Text zum Lesen>
=-=-=

Bald werden auch andere Athleten Afrikas eingreifen; schon am Sonntag in Stuttgart der Kenianer Daniel Komen beispielsweise, der Gebresilasies 5000-m-Zeit verbesserte und der erstmals überhaupt in der Halle läuft, trotzdem aber Weltrekord angekündigt hat – über 3.000 Meter.

Die Jagd nach Bestmarken in der weltmeisterschafts- und olympiafreien Zeit hat begonnen, Gebresilasie sieht ihr gelassen entgegen. „Wenn meinen Rekord in der nächsten Zeit niemand bricht“, kündigte er schon kurz nach den 3.000 Metern von Karlsruhe an, „versuche ich es selbst noch mal.“ Wenn ihn einer bricht, wird er es sowieso tun.

Und Dieter Baumann vielleicht wieder einigermaßen abweisend reagieren, wenn er nach den Dimensionen solcher Weltrekorde befragt wird. „Ich sehe mich immer noch als Konkurrent und werde einen Teufel tun, diese Leistung zu verherrlichen“, umschrieb er jene Gedanken, die ihm bei Bestmarken wie der von Karlsruhe in den Sinn kommen. Kein anderer Europäer spürt den afrikanischen Laufwundern mehr nach als der Olympiasieger aus Tübingen, der erst vor wenigen Tagen zurückgekehrt ist von seinem zweiten Kenia-Trip.

=-=-=

Erfasste Daten>
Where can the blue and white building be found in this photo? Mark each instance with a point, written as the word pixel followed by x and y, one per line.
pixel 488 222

=-=-=

Die Aufgabe> Fasse den Text über die Jagd nach Laufrekorden in genau zwei Sätzen zusammen.

Vollständige Ausgabe> Nach Gebresilasies Rekordlauf über 3.000 Meter in Karlsruhe wollen weitere afrikanische Athleten eingreifen, etwa der Kenianer Daniel Komen, der in Stuttgart erstmals in der Halle läuft und einen Weltrekord über 3.000 Meter angekündigt hat, während Gebresilasie der Rekordjagd gelassen entgegensieht und seinen Rekord notfalls selbst verbessern will. Dieter Baumann, der Olympiasieger aus Tübingen, sieht sich weiterhin als Konkurrent und will solche Leistungen nicht verherrlichen, obwohl kein anderer Europäer den afrikanischen Laufwundern mehr nachspürt als er.